## TEXT EXCERPT
○ ○ ○ ○ ○ ○ ○
Implementing gas foil bearings (GFBs) in micro gas turbine engines is a proven approach to improve system efficiency and reliability. Adequate thermal management for operation at high temperatures, such as in a gas turbine or a turbocharger, is important to control thermal growth of components and to remove efficiently mechanical energy from the rotor mainly. The paper presents a test rotor supported on GFBs operating with a heated shaft and reports components temperatures and shaft motions at an operating speed of 37 krpm. An electric cartridge heater loosely inserted in the hollow rotor warms the test system. Thermocouples and noncontact infrared thermometers record temperatures on the bearing sleeve and rotor outer diameter (OD), respectively. No forced cooling air flow streams were supplied to the bearings and rotor, in spite of the high temperature induced by the heater on the shaft outer surface. With the rotor spinning, the tests consisted of heating the rotor to a set temperature, recording the system component temperatures until reaching thermal equilibrium in ∼ 60 min, and stepping the heater set temperature by 200 °C. The experiments proceeded without incident until the heater set temperature equaled 600 °C. Ten minutes into the test, noise became apparent and the rotor stopped abruptly. The unusual operating condition, without cooling flow and a too large increment in rotor temperature, reaching 250 °C, led to the incident which destroyed one of the foil bearings. Post-test inspection evidenced seizure of the hottest bearing (closest to the heater) with melting of the top foil at the locations where it rests on the underspring crests (bumps). Analysis reveals a notable reduction in bearing clearance as the rotor temperature increases until seizure occurs. Upon contact between the rotor and top foil, dry-friction quickly generated vast amounts of energy that melted the protective coating and metal top foil. Rather than a reliability issue with the foil bearings, the experimental results show poor operating procedure and ignorance on the system behavior (predictions). A cautionary tale and a lesson in humility follow.
○ ○ ○ ○ ○ ○ ○
## DATA TO USE
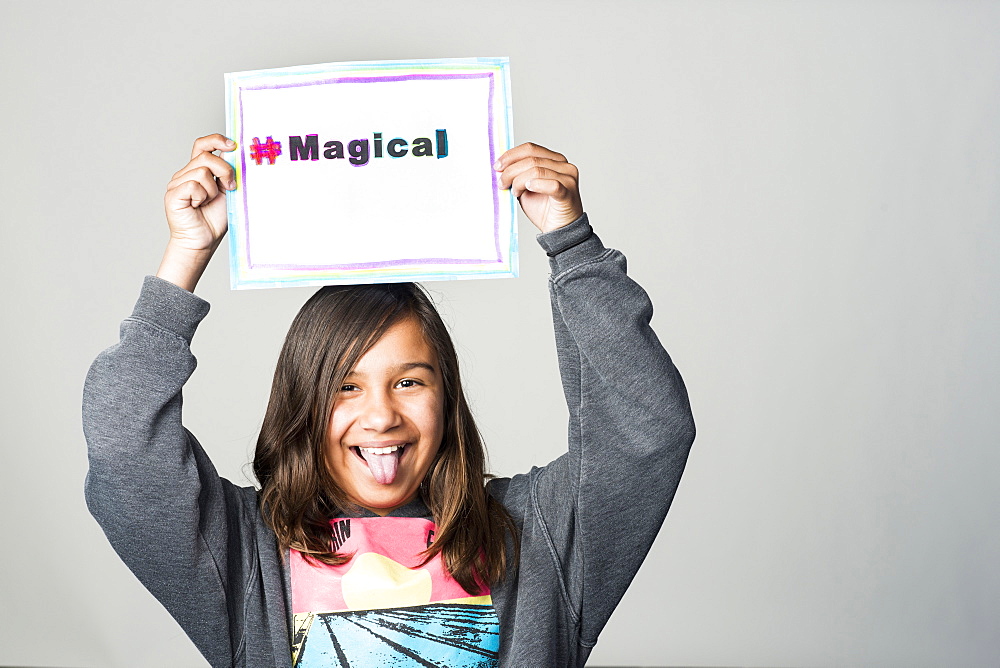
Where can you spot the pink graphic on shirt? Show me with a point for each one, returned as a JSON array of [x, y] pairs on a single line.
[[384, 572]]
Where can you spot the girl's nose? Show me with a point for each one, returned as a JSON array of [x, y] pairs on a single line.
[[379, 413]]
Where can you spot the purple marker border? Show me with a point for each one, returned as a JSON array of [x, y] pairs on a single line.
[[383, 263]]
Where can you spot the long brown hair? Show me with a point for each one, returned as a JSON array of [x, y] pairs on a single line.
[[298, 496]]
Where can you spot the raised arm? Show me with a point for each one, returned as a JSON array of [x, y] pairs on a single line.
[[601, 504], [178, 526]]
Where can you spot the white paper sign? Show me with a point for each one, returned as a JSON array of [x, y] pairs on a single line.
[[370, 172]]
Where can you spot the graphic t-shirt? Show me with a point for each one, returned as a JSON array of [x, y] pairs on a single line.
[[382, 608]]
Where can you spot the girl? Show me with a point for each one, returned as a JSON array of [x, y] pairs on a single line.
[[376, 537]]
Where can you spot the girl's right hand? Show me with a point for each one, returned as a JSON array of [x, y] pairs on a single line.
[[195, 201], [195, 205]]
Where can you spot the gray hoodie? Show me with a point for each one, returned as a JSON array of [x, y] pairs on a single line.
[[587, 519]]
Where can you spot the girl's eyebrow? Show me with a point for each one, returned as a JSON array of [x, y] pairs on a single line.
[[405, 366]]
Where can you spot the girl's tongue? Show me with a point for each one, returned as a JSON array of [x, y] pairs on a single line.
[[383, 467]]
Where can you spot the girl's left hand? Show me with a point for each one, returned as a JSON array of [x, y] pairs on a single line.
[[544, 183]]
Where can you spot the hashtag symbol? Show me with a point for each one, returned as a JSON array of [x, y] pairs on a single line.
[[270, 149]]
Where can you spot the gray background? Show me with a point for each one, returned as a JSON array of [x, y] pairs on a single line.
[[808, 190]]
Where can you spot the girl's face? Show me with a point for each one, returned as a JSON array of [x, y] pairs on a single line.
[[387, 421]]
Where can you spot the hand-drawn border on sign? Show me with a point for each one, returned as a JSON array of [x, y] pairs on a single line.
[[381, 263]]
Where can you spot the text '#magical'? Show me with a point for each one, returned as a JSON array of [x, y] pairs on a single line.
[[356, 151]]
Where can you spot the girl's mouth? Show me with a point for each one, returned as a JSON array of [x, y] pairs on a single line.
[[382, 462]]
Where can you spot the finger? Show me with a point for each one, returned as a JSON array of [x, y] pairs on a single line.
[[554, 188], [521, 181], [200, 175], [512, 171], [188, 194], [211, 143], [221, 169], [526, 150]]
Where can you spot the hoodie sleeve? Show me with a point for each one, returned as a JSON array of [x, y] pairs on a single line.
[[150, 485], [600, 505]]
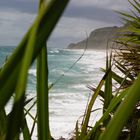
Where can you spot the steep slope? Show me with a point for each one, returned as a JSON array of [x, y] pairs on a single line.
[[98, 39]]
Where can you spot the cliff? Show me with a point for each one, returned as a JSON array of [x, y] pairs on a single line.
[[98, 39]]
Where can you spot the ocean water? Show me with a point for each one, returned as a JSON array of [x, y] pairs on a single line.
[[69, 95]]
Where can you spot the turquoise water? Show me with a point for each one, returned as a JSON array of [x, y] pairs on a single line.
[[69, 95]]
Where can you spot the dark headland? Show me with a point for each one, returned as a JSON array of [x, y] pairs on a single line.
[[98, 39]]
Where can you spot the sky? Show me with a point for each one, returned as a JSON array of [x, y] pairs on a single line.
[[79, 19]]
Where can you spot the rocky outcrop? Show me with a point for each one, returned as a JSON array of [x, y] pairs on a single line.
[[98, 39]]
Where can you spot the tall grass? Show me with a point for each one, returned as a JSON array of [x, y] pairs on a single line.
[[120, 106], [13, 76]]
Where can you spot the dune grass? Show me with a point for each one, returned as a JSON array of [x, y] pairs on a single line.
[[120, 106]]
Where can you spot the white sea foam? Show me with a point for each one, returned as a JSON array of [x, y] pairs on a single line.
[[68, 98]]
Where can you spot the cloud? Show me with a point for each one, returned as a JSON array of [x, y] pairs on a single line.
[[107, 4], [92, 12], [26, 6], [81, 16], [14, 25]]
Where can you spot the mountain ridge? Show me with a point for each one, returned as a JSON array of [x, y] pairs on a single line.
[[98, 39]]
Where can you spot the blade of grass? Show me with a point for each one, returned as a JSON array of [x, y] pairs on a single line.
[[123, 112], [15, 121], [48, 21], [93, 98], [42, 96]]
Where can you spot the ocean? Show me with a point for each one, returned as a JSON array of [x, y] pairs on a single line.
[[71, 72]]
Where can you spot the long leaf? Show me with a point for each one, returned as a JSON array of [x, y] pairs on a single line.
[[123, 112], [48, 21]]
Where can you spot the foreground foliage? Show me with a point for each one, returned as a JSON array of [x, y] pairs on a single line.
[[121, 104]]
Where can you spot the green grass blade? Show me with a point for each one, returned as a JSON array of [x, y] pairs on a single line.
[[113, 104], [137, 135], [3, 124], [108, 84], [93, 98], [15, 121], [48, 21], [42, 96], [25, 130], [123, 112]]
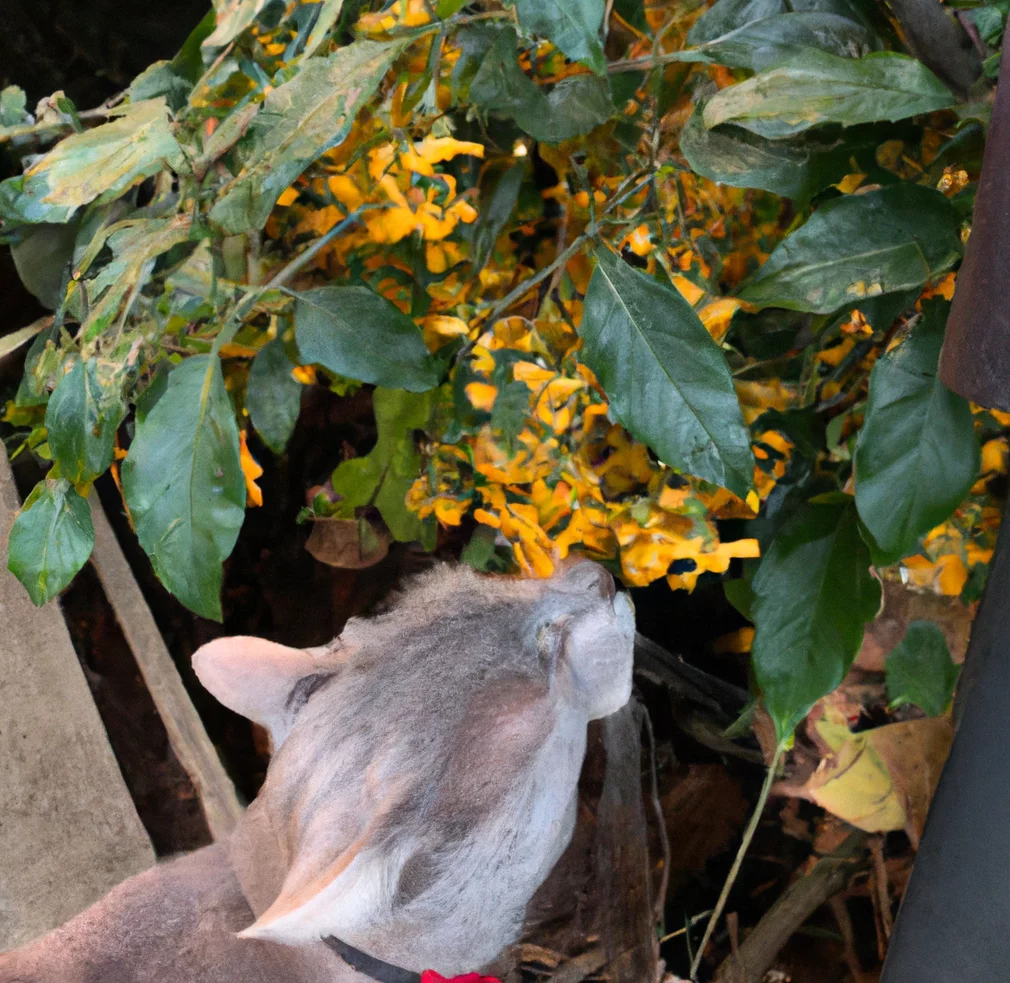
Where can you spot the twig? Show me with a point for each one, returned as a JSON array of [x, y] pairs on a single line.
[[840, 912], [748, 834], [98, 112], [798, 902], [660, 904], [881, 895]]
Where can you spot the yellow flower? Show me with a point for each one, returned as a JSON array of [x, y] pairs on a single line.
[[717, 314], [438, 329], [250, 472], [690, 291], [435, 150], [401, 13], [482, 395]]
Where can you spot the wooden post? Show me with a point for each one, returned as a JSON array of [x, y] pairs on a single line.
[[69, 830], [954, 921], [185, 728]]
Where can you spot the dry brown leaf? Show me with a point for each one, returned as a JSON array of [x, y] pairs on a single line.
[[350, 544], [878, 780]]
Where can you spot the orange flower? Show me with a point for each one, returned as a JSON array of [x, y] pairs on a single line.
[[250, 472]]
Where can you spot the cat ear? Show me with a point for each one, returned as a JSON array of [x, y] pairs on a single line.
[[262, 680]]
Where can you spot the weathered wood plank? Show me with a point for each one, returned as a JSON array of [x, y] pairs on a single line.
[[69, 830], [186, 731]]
○ ○ ○ ○ ○ ○ ○
## GIVEN REQUEST 1
Can you rewrite the paragraph of the gas foil bearing text beginning "Implementing gas foil bearings (GFBs)" more briefly while keeping its main facts?
## GIVEN REQUEST 2
Would you express the records from the line containing "Where can you spot the foreground" to the line containing "13], [482, 395]]" as a Markdown table with the columns Nr and Line, with one row per line, blank lines omitted, and the pictures left out?

## COMPLETE ANSWER 1
Gas foil bearings (GFBs) improve efficiency and reliability in micro gas turbine engines, but high-temperature operation requires adequate thermal management. The paper tests a GFB-supported rotor at 37 krpm, heated by an electric cartridge heater inside the hollow rotor, with no forced cooling air. Thermocouples measured the bearing sleeve temperatures, and infrared thermometers measured the rotor OD temperatures. The heater set temperature was raised in 200 °C steps, and each step was held for about 60 min until thermal equilibrium. At a 600 °C set temperature, noise appeared after ten minutes and the rotor stopped abruptly. The lack of cooling and a rotor temperature increase that was too large, reaching 250 °C, destroyed the bearing closest to the heater. Its top foil melted where it rests on the bumps. Bearing clearance shrank as rotor temperature rose until seizure occurred. Dry friction from rotor–foil contact then melted the coating and the top foil. The failure reflects poor operating procedure and ignorance of the system's behavior, not a reliability problem with the bearings.

## COMPLETE ANSWER 2
| Nr | Line |
|---|---|
| 1 | Where can you spot the foreground foliage? Show me with a point for each one, returned as a JSON array of [x, y] pairs on a single line. |
| 2 | [[121, 104]] |
| 3 | Where can you spot the green grass blade? Show me with a point for each one, returned as a JSON array of [x, y] pairs on a single line. |
| 4 | [[113, 104], [137, 135], [3, 124], [108, 84], [93, 98], [15, 121], [48, 21], [42, 96], [25, 130], [123, 112]] |
| 5 | Where can you spot the twig? Show me with a point for each one, returned as a JSON array of [x, y] pairs on a single line. |
| 6 | [[840, 912], [748, 834], [98, 112], [798, 902], [660, 904], [881, 895]] |
| 7 | Where can you spot the yellow flower? Show me with a point for each one, returned as a JSON array of [x, y] pairs on a single line. |
| 8 | [[717, 314], [438, 329], [250, 472], [690, 291], [435, 150], [401, 13], [482, 395]] |